• _КОРОТКОЕ УПРАЖНЕНИЕ_:
Подсчитайте строки в пунктах ниже, где встречается слово «ground». В ответе укажите только число.

• _ПУНКТЫ ДЛЯ ОБРАБОТКИ_:
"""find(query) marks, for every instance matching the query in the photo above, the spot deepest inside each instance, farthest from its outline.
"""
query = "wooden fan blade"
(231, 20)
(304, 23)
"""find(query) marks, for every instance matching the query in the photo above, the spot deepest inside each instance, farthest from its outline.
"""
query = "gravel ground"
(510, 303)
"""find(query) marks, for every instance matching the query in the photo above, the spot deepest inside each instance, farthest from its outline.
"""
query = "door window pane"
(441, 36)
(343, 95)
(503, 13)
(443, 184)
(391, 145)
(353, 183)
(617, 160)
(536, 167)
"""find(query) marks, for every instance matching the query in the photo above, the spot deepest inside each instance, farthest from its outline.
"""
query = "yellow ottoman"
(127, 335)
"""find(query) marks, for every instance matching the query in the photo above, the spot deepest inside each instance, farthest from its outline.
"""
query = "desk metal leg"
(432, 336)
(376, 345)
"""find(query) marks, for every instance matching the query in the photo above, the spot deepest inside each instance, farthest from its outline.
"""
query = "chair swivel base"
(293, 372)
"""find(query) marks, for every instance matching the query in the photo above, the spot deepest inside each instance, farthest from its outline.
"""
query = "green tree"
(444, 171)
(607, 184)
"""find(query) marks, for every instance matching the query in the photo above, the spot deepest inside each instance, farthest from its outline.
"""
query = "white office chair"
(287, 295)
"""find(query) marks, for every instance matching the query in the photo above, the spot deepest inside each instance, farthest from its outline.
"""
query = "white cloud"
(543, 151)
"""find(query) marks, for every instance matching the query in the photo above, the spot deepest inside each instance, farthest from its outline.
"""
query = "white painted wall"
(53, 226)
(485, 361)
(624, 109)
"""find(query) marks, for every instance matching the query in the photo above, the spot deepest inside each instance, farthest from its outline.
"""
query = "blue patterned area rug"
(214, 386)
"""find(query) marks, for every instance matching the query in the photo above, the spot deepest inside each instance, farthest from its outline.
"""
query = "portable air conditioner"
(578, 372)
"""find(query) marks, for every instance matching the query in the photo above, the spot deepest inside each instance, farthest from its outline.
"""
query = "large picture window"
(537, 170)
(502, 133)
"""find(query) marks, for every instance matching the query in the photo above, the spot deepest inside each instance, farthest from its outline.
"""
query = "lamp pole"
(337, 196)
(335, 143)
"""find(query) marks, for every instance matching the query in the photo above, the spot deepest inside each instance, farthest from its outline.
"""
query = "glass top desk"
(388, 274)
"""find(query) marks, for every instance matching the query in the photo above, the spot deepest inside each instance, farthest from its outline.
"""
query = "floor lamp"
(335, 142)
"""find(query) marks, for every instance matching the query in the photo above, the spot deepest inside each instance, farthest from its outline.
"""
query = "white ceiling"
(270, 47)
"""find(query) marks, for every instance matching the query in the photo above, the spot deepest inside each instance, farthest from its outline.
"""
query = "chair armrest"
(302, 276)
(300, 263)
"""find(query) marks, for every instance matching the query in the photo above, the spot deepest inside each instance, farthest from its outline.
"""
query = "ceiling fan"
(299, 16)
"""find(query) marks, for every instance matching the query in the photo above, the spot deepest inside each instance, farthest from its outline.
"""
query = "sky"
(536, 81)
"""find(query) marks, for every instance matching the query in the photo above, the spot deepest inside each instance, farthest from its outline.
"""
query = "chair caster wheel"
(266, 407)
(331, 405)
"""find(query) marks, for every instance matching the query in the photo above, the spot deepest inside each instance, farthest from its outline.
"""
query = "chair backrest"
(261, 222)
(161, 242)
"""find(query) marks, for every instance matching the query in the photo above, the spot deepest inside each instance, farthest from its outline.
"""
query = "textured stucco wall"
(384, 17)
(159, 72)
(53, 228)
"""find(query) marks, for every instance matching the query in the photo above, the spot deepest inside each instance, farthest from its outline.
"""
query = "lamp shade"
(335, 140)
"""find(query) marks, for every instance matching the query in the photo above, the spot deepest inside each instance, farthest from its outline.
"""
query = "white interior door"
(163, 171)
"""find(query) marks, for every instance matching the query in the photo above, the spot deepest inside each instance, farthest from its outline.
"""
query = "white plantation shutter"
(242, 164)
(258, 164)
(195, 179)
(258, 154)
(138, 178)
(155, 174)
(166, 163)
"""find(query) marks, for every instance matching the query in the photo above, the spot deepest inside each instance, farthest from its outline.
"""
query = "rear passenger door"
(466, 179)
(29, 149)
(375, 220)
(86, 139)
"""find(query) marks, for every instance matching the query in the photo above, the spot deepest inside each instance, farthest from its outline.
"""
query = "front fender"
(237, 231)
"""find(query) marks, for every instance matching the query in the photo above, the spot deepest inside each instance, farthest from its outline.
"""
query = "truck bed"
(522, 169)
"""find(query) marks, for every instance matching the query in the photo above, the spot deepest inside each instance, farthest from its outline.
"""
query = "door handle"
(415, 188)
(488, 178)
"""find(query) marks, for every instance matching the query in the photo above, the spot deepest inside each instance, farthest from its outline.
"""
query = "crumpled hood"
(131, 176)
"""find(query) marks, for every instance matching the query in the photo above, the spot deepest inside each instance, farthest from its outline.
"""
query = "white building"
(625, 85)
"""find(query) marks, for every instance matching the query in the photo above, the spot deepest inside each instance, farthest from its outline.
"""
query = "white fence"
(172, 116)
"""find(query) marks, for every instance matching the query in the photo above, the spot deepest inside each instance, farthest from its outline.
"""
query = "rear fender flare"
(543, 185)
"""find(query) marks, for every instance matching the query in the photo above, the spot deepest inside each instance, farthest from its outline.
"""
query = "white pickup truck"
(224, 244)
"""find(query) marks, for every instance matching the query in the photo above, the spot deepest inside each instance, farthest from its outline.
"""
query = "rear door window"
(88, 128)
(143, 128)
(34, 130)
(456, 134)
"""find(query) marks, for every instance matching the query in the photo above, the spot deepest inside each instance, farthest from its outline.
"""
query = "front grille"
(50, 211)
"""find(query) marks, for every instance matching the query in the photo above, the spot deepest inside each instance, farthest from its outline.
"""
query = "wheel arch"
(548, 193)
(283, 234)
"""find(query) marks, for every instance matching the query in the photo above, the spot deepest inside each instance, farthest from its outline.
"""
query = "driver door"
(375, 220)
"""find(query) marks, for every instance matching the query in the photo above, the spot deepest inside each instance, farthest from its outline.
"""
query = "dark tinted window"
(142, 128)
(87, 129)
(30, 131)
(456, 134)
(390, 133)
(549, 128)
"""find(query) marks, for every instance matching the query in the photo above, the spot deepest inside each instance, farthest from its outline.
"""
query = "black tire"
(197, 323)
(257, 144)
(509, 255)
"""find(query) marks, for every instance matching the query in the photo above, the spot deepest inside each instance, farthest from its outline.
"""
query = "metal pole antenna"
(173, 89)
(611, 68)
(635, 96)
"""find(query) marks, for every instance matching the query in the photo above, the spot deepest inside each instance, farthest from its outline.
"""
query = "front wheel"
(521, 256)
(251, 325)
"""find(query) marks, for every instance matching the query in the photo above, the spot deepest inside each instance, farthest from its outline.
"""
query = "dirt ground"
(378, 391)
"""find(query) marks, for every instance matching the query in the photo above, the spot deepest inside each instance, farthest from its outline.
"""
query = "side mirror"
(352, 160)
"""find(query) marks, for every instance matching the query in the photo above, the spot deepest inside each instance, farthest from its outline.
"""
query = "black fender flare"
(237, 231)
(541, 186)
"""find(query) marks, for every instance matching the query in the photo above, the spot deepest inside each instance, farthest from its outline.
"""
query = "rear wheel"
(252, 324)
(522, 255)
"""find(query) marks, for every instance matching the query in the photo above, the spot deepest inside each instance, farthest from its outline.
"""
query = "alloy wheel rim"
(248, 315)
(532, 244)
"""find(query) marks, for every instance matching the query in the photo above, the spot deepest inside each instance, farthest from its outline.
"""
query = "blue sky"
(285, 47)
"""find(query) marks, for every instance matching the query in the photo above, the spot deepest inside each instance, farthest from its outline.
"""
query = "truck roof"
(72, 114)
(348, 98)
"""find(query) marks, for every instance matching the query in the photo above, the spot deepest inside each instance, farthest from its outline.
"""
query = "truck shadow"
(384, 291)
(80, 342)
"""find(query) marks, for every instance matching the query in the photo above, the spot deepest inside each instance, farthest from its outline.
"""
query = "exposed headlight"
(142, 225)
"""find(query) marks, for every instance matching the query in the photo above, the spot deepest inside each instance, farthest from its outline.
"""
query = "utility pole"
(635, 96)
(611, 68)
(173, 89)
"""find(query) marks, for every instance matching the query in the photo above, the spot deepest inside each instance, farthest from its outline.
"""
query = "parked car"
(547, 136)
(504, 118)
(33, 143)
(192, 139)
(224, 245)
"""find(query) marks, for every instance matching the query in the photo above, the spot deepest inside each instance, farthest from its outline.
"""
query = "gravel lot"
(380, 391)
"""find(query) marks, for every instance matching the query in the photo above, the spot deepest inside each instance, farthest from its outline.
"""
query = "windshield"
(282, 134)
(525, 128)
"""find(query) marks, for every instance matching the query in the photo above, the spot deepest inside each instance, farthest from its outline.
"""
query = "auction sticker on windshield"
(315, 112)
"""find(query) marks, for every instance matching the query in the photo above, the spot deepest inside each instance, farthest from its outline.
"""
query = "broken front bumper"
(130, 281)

• _ПРАВИЛЬНЫЙ РЕЗУЛЬТАТ_:
2